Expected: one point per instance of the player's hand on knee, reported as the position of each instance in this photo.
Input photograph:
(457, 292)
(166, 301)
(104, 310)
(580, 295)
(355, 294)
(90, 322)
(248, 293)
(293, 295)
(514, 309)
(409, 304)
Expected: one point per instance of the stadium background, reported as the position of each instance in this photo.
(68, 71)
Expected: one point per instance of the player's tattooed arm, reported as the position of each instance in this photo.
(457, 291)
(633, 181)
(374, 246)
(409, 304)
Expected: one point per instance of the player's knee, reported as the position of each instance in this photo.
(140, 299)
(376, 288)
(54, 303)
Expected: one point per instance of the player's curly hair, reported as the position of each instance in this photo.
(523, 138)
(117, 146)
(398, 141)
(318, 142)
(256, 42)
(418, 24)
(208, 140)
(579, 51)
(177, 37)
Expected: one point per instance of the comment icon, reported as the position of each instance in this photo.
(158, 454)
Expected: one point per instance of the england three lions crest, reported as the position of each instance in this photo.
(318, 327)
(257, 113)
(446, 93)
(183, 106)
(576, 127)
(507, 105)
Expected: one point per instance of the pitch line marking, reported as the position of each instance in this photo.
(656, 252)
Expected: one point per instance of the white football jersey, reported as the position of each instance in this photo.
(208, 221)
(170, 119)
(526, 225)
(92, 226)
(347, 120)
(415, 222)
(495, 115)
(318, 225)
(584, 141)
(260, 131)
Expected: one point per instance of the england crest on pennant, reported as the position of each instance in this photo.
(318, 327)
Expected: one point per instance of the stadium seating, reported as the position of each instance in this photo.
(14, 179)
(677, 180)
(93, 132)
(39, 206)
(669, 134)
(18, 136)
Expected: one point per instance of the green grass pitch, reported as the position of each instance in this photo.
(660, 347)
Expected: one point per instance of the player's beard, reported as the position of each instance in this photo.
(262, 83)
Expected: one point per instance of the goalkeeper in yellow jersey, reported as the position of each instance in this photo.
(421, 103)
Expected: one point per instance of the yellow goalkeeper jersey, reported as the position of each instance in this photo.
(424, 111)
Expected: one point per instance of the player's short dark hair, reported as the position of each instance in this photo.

**What you should do**
Print out all of the records above, word for word.

**Solution to this task**
Expected: one point per instance of the player's hand on knee, reported as the position of each instance in this photo.
Input photograph:
(457, 292)
(166, 301)
(104, 310)
(580, 295)
(355, 294)
(90, 322)
(248, 293)
(293, 295)
(514, 309)
(409, 304)
Expected: one point per instance of the stadium background, reported as the position of each instance in this photo.
(68, 71)
Expected: one point per instance of the player's tattooed arm, reported as the position of each instance in this photo.
(457, 291)
(633, 181)
(374, 246)
(409, 304)
Expected: one point per instance of the player's knee, reported as the position of each instance in this photo.
(140, 299)
(376, 288)
(54, 303)
Expected: one point per instance of the player's curly hair, reported as the position of each instance in this photo.
(523, 138)
(117, 146)
(398, 141)
(318, 142)
(256, 42)
(418, 24)
(208, 140)
(579, 51)
(177, 37)
Expected: one point per instance of the comment icon, reported as the position of each instance in this photo.
(158, 454)
Expected: one point per instance of the england three lions crest, reported as the position of each instance in this photo.
(318, 327)
(257, 113)
(446, 93)
(183, 106)
(576, 127)
(507, 105)
Expected: one point per instance of the pitch line marking, reported as the position of each instance in this photo.
(656, 252)
Expected: one point per instance of the white football jersey, reported as the position of each instance in this photo.
(208, 221)
(170, 119)
(526, 225)
(92, 226)
(347, 120)
(415, 222)
(495, 115)
(318, 225)
(584, 141)
(260, 131)
Expected: one point per instance of the england crest on pennant, reported as the position of each instance in this photo.
(318, 327)
Expected: one point per instance of the stadium seating, reported as the position of each instance in this photo.
(14, 179)
(677, 180)
(93, 132)
(39, 206)
(669, 134)
(18, 136)
Expected: one point per instance of the green grass pitch, reported as the position of each instance in this photo.
(660, 347)
Expected: one point per instance of the player's beard, reported as the position of each instance in this photo.
(262, 83)
Expected: one point per instance of the goalkeeper in yellow jersey, reported as the position of each instance in this photo.
(421, 103)
Expected: one point per instance of the yellow goalkeeper jersey, reported as the position of each instance in this photo.
(424, 111)
Expected: one point per instance of the player's short dark hair, reported as the position of each instance in this photo.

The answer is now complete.